■ EXTRACT TO READ:

------------------------

Hmm, isn't there a problem that if you do

func(T a)
{
    T b:=a;
}

b is null if T is reference-type, so it can't even have the value 
assigned? You can't explicitly new it, because that wouldn't work with 
primitive types again.

It could get automatically allocated, but that'd require the class to 
have a zero-parameter constructor, which may again break, and in fact, 
calling it may cause unforeseen effects.

Just allocating memory without calling the constructor is not an option 
at all, because the opValue (or whatever) may depend on the objects 
state being initialized...

Furthermore, if you do a:=b+c, you needlessly create a new object (the 
result of b+c), so it would be very inefficient.

Finally, if (a is b), modifying either with := would also modify the 
other, so you just move the problem to other cases. In other words, 
a:=c+d modifies b as well, and it's a=c+d that doesn't.

IMO, all of these mean that := will not actually help with the 
value_types/reference_types divide, but will instead only shift the 
problems to other cases.

------------------------

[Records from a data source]
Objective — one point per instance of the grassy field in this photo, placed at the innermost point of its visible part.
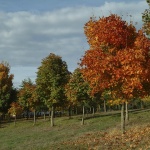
(100, 132)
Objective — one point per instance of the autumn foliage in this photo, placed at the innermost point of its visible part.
(15, 109)
(118, 58)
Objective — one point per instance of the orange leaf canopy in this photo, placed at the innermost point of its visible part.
(118, 57)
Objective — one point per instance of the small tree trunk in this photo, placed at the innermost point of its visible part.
(52, 116)
(69, 112)
(127, 112)
(142, 106)
(83, 110)
(34, 120)
(99, 107)
(76, 111)
(93, 111)
(44, 116)
(49, 116)
(15, 120)
(105, 106)
(123, 118)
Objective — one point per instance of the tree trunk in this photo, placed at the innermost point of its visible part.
(82, 123)
(123, 118)
(76, 110)
(15, 120)
(69, 112)
(142, 106)
(44, 116)
(127, 112)
(99, 107)
(93, 111)
(105, 106)
(49, 116)
(52, 116)
(34, 120)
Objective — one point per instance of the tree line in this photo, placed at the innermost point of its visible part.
(115, 72)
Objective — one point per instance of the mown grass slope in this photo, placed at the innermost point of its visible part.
(100, 132)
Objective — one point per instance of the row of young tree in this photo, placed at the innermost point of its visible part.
(116, 68)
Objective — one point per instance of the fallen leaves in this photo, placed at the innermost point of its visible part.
(137, 137)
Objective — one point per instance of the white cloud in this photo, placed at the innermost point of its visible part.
(27, 37)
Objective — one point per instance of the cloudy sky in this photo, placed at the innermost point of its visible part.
(31, 29)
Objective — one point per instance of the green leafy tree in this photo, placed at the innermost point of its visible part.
(26, 96)
(146, 19)
(78, 90)
(14, 110)
(6, 86)
(52, 77)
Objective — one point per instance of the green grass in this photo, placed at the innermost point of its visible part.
(25, 136)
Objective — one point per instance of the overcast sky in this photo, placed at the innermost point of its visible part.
(31, 29)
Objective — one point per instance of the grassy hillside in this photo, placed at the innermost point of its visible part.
(101, 132)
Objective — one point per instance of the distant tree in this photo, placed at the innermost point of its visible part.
(77, 90)
(27, 97)
(146, 19)
(6, 86)
(15, 110)
(118, 59)
(52, 77)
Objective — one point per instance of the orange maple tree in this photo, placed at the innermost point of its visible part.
(118, 58)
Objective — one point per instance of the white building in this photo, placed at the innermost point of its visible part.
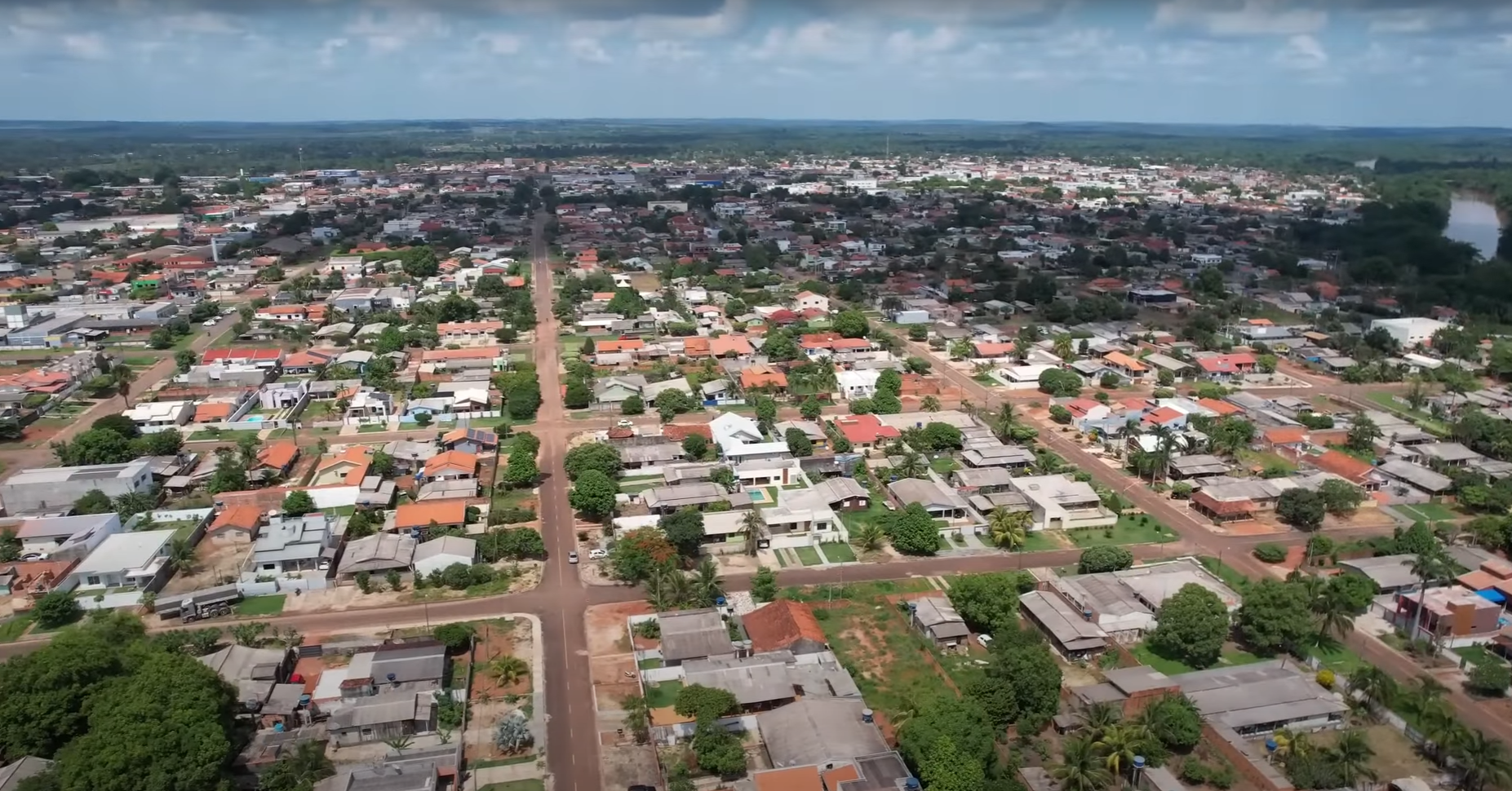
(1409, 332)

------------------------

■ GOALS:
1. According to the forum post, what would the class need to have for b to be allocated automatically?
2. List every statement in the forum post that uses the := operator.
3. Please copy the part of the forum post starting at "b is null if" and ending at "be very inefficient.", swapping "constructor" for "initializer".

■ RESULTS OF THE EXERCISE:
1. A zero-parameter constructor.

2.
T b:=a;
a:=b+c
a:=c+d

3.
b is null if T is reference-type, so it can't even have the value 
assigned? You can't explicitly new it, because that wouldn't work with 
primitive types again.

It could get automatically allocated, but that'd require the class to 
have a zero-parameter initializer, which may again break, and in fact, 
calling it may cause unforeseen effects.

Just allocating memory without calling the initializer is not an option 
at all, because the opValue (or whatever) may depend on the objects 
state being initialized...

Furthermore, if you do a:=b+c, you needlessly create a new object (the 
result of b+c), so it would be very inefficient.